Excerpt to read:
----------------------------------------

- Flag Coat of arms
- Interactive map of Gmina Środa Śląska
- Coordinates (Środa Śląska): 51°09′N 16°35′E﻿ / ﻿51.150°N 16.583°E
- Country: Poland
- Voivodeship: Lower Silesian
- County: Środa
- Seat: Środa Śląska
- Sołectwos: Brodno, Bukówek, Cesarzowice, Chwalimierz, Ciechów, Gozdawa, Jastrzębce, Jugowiec, Juszczyn, Kobylniki, Komorniki, Kryniczno, Kulin, Lipnica, Michałów, Ogrodnica, Pęczków, Proszków, Przedmoście, Rakoszyce, Rzeczyca, Słup, Święte, Szczepanów, Wojczyce, Wrocisławice, Zakrzów

Area
- • Total: 214.93 km^{2} (82.98 sq mi)

Population (2019-06-30)
- • Total: 19,862
- • Density: 92.411/km^{2} (239.34/sq mi)

----------------------------------------

Data shown:
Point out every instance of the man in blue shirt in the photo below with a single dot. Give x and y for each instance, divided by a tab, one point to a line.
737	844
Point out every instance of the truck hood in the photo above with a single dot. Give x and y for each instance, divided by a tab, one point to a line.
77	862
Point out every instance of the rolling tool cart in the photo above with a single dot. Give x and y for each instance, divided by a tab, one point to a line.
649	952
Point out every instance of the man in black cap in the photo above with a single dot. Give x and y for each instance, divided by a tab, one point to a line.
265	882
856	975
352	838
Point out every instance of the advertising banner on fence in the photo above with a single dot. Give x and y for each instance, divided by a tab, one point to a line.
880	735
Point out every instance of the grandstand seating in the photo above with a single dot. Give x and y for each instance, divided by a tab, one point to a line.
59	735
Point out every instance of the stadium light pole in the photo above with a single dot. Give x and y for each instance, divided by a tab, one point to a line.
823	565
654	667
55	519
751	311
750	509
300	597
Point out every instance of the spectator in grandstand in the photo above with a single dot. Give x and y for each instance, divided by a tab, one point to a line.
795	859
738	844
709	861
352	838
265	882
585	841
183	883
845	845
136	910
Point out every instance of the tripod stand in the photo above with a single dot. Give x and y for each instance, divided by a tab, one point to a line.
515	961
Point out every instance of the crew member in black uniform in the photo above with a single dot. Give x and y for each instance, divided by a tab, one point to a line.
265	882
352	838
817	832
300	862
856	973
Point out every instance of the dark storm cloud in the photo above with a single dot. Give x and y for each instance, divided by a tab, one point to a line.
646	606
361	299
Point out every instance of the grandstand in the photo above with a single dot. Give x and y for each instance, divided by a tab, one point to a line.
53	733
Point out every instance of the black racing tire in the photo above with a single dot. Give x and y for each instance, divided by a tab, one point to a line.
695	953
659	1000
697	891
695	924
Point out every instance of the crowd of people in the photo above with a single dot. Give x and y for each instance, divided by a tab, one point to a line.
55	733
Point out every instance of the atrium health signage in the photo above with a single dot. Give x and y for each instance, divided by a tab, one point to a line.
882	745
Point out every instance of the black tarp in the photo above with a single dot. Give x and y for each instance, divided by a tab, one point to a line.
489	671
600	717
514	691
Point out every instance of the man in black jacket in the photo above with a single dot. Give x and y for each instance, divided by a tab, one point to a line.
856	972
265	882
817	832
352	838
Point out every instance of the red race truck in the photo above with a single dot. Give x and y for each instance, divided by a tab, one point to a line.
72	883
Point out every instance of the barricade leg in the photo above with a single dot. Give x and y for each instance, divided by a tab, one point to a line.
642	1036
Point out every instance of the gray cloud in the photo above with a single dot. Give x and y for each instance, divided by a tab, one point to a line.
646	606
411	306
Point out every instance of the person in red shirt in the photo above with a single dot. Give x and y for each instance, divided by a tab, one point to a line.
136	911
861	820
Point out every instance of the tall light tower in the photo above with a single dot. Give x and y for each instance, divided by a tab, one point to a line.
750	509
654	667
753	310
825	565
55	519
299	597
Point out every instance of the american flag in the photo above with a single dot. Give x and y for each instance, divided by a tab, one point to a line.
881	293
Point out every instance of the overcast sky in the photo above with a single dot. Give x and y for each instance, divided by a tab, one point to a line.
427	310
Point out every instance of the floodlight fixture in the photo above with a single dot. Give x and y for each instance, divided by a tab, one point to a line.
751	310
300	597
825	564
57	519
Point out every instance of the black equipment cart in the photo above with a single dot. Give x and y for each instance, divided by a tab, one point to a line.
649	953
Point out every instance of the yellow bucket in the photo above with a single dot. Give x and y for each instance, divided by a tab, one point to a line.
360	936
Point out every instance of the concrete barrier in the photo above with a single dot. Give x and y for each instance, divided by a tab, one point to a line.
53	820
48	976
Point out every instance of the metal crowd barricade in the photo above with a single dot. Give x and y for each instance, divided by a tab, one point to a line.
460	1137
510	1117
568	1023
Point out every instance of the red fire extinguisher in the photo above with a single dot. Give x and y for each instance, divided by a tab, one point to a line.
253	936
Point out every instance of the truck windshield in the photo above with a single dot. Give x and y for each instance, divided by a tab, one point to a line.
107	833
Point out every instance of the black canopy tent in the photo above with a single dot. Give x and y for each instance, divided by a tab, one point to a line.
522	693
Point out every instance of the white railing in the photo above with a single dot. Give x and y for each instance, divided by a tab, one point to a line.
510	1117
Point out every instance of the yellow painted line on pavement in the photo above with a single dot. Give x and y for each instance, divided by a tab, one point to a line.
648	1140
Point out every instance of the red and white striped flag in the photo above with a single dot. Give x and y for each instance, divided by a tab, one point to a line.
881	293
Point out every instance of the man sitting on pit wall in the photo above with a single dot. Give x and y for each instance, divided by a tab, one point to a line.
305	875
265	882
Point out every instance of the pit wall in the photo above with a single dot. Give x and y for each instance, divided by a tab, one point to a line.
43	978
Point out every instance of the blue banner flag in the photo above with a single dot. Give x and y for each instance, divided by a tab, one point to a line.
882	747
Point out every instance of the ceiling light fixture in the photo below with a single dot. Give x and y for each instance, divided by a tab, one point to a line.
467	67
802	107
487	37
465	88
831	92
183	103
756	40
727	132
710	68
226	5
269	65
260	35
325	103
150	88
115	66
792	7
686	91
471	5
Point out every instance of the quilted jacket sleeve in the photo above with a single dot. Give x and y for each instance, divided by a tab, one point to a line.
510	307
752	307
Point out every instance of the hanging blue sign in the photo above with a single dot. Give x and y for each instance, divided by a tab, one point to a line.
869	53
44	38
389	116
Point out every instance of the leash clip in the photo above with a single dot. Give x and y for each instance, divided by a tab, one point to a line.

----------------------------------------

What is asked:
**A)** According to the Gmina Środa Śląska profile, what is the total area of the gmina?
**B)** Summarize the Gmina Środa Śląska profile in two sentences.
**C)** Please write the next part of the Gmina Środa Śląska profile, picking up after its final line.
The records have no connection to the Gmina Środa Śląska profile.

Outputs in order:
**A)** 214.93 km² (82.98 sq mi).

**B)** Gmina Środa Śląska lies in Środa County, Lower Silesian Voivodeship, Poland, and its seat is Środa Śląska. It covers 214.93 km² and had a population of 19,862 as of June 30, 2019, for a density of 92.411 per km².

**C)**
- • Urban: 9,516
- • Rural: 10,346
- Website: http://srodaslaska.pl/

= Gmina Środa Śląska =

Gmina Środa Śląska is an urban-rural gmina (administrative district) in Środa County, Lower Silesian Voivodeship, in south-western Poland. Its seat is the town of Środa Śląska, which lies approximately 32 km west of the regional capital Wrocław. It is part of the Wrocław metropolitan area.

The gmina covers an area of 214.93 km2, and as of 2006, its total population was 19,076, of which 8,800 lived in Środa Śląska and 10,276 in the rural part of the gmina.

==Neighbouring gminas==
Gmina Środa Śląska is bordered by the gminas of Brzeg Dolny, Kostomłoty, Malczyce, Miękinia, Udanin, Wądroże Wielkie and Wołów.

==Villages==
Apart from the town of Środa Śląska, the gmina contains the villages of Brodno, Bukówek, Cesarzowice, Chwalimierz, Ciechów, Gozdawa, Jastrzębce, Jugowiec, Juszczyn, Kobylniki, Komorniki, Kryniczno, Kulin, Lipnica, Michałów, Ogrodnica, Pęczków, Proszków, Przedmoście, Rakoszyce, Rzeczyca, Słup, Święte, Szczepanów, Wojczyce, Wrocisławice and Zakrzów.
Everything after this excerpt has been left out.